Request: Convert the listing below into a JSON array of strings, with one string per line and no blank lines.

Extracted entries:
= = = = =
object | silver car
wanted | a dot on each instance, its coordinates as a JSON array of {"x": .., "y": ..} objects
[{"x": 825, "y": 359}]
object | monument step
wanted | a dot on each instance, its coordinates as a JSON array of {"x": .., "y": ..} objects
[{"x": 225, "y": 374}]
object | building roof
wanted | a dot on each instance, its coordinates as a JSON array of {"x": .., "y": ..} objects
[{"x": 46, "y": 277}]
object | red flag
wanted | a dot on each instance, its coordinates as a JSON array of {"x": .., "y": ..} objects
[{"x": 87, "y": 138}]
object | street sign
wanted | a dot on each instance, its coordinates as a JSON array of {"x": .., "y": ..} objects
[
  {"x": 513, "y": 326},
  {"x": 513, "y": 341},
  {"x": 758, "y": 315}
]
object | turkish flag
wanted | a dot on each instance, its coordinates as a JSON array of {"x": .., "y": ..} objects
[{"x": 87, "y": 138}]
= = = = =
Result for this task:
[
  "object | silver car",
  "wanted | a dot on each instance, its coordinates as a JSON array of {\"x\": .., \"y\": ..} objects",
  "[{\"x\": 825, \"y\": 359}]",
  "object | monument step",
  "wanted | a dot on each instance, its coordinates as a JSON array of {\"x\": .., \"y\": ..} objects",
  "[{\"x\": 225, \"y\": 374}]",
  "object | building roof",
  "wanted | a dot on each instance, its coordinates as a JSON array of {\"x\": .., \"y\": ..} objects",
  "[{\"x\": 46, \"y\": 277}]",
  "object | red flag",
  "wanted | a dot on each instance, its coordinates as a JSON array of {\"x\": .., \"y\": ..} objects",
  "[{\"x\": 87, \"y\": 138}]",
  "object | street sign",
  "wanted | a dot on each instance, its coordinates as a JSON array of {\"x\": .., \"y\": ..} objects",
  "[",
  "  {\"x\": 513, \"y\": 326},",
  "  {\"x\": 513, \"y\": 341},",
  "  {\"x\": 758, \"y\": 315}",
  "]",
  "object | turkish flag",
  "wanted | a dot on each instance, its coordinates as a JSON array of {\"x\": .., \"y\": ..} objects",
  "[{\"x\": 87, \"y\": 138}]"
]